--- BEGIN ---
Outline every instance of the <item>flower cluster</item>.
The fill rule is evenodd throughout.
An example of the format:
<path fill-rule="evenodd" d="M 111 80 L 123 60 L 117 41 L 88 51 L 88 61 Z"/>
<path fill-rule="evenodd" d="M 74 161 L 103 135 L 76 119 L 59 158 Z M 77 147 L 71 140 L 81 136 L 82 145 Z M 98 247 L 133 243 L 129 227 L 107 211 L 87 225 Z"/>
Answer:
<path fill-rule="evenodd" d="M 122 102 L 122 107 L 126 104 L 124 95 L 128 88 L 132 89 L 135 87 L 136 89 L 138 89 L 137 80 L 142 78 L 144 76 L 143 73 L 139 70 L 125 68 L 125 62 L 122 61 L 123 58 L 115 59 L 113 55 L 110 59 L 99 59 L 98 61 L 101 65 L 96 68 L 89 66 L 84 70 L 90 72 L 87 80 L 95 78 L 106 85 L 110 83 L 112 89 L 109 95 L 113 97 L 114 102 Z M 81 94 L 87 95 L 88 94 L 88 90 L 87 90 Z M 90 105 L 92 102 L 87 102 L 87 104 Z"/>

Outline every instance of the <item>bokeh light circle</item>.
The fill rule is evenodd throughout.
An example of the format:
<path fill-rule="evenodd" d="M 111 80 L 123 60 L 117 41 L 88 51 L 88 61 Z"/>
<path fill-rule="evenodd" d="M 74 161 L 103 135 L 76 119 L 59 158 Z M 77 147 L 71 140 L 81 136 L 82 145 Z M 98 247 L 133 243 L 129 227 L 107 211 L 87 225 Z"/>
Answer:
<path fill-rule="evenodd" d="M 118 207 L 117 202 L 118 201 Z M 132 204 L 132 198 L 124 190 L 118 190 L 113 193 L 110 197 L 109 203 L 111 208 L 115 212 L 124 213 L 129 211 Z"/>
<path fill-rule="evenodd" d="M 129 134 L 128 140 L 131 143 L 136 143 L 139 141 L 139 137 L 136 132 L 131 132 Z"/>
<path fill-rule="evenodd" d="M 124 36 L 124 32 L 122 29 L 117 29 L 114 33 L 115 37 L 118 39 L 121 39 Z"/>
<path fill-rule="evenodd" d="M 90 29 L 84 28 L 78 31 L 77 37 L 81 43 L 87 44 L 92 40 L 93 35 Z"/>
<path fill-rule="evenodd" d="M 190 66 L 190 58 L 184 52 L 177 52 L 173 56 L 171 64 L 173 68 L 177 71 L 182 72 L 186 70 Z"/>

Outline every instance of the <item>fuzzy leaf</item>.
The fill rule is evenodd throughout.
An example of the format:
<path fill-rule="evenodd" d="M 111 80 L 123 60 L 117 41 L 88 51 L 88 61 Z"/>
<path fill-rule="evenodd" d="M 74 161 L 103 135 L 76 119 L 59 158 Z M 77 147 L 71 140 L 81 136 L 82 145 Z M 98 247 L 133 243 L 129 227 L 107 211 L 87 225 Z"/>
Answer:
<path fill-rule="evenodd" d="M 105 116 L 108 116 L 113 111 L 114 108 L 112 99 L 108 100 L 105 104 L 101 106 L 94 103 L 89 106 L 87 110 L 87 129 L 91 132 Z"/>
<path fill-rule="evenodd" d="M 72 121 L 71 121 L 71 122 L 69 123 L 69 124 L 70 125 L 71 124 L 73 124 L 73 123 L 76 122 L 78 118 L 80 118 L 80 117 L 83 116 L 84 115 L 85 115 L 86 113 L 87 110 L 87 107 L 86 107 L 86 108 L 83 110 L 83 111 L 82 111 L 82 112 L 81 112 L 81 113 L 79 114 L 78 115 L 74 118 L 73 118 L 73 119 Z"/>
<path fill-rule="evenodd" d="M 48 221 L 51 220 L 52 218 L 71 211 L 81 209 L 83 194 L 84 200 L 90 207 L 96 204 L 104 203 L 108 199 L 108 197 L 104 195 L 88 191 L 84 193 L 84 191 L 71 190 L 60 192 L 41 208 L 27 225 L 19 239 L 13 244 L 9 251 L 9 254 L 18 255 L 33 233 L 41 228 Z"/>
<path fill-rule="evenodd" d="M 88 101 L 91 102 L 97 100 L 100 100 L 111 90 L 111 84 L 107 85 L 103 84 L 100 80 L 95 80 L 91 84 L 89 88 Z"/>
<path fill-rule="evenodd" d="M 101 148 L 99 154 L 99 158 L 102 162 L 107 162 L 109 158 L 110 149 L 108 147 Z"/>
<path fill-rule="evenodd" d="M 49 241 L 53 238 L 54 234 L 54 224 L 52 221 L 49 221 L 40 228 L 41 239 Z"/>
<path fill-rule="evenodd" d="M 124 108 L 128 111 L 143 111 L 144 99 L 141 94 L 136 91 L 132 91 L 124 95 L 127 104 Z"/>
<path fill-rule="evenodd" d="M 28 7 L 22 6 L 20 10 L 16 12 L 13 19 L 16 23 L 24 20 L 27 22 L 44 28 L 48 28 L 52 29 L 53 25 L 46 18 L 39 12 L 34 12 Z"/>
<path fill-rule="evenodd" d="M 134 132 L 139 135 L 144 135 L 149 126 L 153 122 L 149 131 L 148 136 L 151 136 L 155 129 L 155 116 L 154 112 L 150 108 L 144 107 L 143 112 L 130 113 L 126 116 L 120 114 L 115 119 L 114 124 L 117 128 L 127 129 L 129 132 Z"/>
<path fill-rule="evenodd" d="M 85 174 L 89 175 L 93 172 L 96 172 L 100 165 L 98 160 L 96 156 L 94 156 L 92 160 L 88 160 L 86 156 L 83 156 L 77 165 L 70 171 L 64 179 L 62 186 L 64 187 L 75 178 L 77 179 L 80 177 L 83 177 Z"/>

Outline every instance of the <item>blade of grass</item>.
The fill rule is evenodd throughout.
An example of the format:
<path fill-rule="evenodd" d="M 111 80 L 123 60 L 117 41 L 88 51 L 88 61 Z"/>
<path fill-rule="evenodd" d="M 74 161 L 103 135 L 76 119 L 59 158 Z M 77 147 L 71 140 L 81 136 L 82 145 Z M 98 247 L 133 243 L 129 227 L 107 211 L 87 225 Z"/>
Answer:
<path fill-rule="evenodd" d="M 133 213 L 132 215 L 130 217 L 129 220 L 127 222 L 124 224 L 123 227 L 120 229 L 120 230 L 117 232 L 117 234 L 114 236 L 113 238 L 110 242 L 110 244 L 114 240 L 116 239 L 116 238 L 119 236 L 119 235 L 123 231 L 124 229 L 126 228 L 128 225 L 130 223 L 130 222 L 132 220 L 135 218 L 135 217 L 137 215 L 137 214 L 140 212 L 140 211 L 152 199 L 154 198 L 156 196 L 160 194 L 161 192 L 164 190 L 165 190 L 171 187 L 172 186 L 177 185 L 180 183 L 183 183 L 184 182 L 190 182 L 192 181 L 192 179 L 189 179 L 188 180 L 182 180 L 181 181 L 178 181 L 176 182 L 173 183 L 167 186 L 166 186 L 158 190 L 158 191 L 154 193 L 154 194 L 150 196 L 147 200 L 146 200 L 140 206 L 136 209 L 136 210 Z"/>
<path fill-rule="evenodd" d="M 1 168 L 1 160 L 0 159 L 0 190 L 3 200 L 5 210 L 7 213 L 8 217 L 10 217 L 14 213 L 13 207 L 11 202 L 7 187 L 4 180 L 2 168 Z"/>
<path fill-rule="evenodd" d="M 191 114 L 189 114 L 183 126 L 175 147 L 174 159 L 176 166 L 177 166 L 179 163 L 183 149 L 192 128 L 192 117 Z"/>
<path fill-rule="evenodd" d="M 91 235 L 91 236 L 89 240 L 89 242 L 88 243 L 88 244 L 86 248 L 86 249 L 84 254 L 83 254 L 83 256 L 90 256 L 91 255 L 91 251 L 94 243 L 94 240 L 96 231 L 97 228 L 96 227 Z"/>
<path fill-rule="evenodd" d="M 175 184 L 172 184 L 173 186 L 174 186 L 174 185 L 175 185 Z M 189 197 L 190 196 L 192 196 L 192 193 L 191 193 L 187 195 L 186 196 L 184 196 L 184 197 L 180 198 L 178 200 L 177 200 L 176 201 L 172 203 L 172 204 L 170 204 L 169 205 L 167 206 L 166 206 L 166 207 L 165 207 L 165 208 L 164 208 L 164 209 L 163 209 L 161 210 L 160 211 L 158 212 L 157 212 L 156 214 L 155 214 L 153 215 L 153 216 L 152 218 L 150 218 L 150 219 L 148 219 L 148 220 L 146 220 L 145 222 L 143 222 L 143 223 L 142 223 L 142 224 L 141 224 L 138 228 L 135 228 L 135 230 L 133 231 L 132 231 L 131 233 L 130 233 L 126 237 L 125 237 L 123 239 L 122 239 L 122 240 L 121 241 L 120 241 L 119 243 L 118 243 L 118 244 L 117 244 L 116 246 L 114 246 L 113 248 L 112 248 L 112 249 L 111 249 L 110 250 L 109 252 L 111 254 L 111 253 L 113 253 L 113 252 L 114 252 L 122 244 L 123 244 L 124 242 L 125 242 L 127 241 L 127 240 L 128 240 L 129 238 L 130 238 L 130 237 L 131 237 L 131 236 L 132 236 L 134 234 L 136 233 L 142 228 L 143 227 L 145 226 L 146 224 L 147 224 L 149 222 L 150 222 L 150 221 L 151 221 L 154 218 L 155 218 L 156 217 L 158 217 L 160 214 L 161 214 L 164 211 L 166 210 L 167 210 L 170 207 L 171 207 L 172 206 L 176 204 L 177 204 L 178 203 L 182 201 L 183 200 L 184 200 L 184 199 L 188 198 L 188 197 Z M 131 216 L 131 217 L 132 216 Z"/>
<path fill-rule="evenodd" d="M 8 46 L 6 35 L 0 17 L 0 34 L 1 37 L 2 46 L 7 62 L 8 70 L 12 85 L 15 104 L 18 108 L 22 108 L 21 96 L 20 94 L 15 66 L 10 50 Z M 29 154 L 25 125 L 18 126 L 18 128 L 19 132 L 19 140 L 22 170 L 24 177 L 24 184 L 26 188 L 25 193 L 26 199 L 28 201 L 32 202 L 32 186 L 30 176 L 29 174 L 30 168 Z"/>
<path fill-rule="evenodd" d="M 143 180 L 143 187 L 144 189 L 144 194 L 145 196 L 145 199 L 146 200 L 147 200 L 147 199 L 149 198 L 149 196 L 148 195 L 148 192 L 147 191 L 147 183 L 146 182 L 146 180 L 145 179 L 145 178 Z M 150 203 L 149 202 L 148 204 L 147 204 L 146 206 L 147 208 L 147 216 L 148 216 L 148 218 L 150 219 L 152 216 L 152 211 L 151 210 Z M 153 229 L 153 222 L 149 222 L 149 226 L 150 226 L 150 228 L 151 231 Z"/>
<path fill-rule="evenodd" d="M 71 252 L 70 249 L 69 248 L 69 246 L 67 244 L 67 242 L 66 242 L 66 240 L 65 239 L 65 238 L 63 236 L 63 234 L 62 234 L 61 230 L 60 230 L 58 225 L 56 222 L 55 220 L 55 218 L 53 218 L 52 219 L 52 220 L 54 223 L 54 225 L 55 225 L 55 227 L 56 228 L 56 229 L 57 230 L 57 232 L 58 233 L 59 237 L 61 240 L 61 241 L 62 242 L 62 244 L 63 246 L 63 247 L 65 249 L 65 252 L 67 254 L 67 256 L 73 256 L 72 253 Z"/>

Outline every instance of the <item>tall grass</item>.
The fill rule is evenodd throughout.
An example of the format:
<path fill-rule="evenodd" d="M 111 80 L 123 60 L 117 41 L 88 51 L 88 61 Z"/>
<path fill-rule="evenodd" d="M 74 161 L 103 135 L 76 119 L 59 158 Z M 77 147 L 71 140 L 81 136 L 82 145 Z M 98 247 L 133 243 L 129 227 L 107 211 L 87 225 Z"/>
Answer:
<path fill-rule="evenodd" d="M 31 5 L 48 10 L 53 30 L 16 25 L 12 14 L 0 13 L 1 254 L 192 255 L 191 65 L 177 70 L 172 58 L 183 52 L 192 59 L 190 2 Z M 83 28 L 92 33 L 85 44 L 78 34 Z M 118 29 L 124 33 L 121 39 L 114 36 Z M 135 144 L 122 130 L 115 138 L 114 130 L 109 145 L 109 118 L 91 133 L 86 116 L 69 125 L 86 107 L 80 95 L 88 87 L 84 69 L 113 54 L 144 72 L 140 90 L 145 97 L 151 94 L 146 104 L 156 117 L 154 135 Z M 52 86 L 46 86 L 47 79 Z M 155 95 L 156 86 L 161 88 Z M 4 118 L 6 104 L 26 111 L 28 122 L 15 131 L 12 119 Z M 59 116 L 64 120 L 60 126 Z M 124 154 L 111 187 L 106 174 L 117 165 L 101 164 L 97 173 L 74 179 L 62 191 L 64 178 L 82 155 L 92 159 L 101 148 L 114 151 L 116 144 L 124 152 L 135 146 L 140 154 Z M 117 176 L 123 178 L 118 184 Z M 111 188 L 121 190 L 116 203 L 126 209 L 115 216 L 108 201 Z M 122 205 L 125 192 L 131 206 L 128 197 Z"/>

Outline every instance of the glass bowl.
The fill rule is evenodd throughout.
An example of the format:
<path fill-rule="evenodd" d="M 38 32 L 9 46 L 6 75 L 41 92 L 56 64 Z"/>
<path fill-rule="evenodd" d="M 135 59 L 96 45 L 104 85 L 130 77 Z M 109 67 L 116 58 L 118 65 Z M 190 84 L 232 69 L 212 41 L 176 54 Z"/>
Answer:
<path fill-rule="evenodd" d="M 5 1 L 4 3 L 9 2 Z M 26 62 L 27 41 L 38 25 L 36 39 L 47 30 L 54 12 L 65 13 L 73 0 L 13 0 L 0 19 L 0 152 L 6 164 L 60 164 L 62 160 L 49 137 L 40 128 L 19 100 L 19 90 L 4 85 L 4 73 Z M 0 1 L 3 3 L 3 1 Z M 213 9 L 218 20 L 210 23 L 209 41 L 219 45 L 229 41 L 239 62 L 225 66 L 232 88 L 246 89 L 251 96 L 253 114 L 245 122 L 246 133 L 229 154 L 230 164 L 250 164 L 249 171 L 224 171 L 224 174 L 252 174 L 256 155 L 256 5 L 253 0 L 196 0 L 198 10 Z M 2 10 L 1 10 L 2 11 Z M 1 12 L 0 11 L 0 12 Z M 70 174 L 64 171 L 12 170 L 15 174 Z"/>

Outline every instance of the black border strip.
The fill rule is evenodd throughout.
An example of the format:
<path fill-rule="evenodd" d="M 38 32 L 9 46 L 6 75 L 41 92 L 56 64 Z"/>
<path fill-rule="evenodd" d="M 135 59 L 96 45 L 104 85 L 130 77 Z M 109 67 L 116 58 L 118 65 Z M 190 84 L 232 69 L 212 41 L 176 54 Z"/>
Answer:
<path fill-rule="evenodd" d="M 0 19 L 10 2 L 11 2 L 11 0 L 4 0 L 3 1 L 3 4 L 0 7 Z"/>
--- END ---
## PROBLEM DETAILS
Rewrite the records from the line with "Outline every instance of the black" through the end of the records, replacing "border strip" with "frame edge" and leaving everything else unchanged.

## COMPLETE RESPONSE
Outline every instance of the black frame edge.
The fill rule is evenodd throughout.
An example of the format:
<path fill-rule="evenodd" d="M 38 32 L 9 46 L 6 75 L 41 92 L 56 64 Z"/>
<path fill-rule="evenodd" d="M 135 59 L 96 45 L 104 85 L 130 77 Z M 109 67 L 116 58 L 118 65 Z M 190 84 L 232 69 L 212 41 L 176 54 Z"/>
Answer:
<path fill-rule="evenodd" d="M 0 19 L 10 2 L 11 2 L 11 0 L 4 0 L 3 1 L 3 4 L 0 7 Z"/>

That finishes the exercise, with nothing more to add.